< previous page page_9 next page >

Page 9

abuse. When Angelou started to speak again, an episode not recounted in that book, she recited Portia’s “quality of mercy’’ speech for her church congregation. Quite literally, Shakespeare returns to Angelou her voice (discussed in Lootens 1996:96). Recitation, of course, can turn citation into parody. Prince Charles’s rewriting of Hamlet’s “To Be or Not To Be,” discussed by Kamps, may be unintentionally comic in its effect, but Stoppard’s “Fifteen-Minute Hamlet,” a brilliant parody, is based on nothing but a ruthlessly trimmed version of Shakespeare’s now very incomplete text. Quotation and interpretation of Shakespeare can also be agonistic or compensatory. George and Cocoa, in Naylor’s Mama Day, use King Lear to argue about their relationship. The father from one of Osborne’s romances, The Lady Who Hated Shakespeare, combats grief by reading Shakespeare to his unreceptive daughter.

### Stored data:
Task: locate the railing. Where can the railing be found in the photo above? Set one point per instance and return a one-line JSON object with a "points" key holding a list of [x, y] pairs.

### Task to carry out:
Resume the passage about how later writers quote and rework Shakespeare, starting after its final sentence.

### Right answer:
On a larger scale, Shakespearean appropriation can involve, as Rich says, entering a text from a new angle. Margaret Atwood’s very short story, “Gertrude Talks Back,” is a monologue that rewrites Hamlet’s closet scene from the perspective of Gertrude, its passive auditor, and ends with a witty twist: “Oh! You think what? You think Claudius murdered your Dad? … It wasn’t Claudius, darling. It was me” (Atwood 1994:19). Dialogic encounters with Shakespeare, of course, can also involve larger revisions of plot and literary form. Mama Day’s experimental form, Robert Browning’s dramatic monologue, the change of protagonists in A Thousand Acres —all emerge at least in part from the dynamics of appropriation. Even the smallest revision can be significant. In a recorded version of a concert performance of Othello’s last speech, for instance, Paul Robeson (Robeson 1992) talks about the dignity of the Moor’s culture, then—in the role of Othello—asks that this audience speak of him as one who “loved full wisely, but too well.” The line makes no sense theatrically, but it speaks volumes about Robeson’s relation to Shakespeare and his investment in Othello as a character.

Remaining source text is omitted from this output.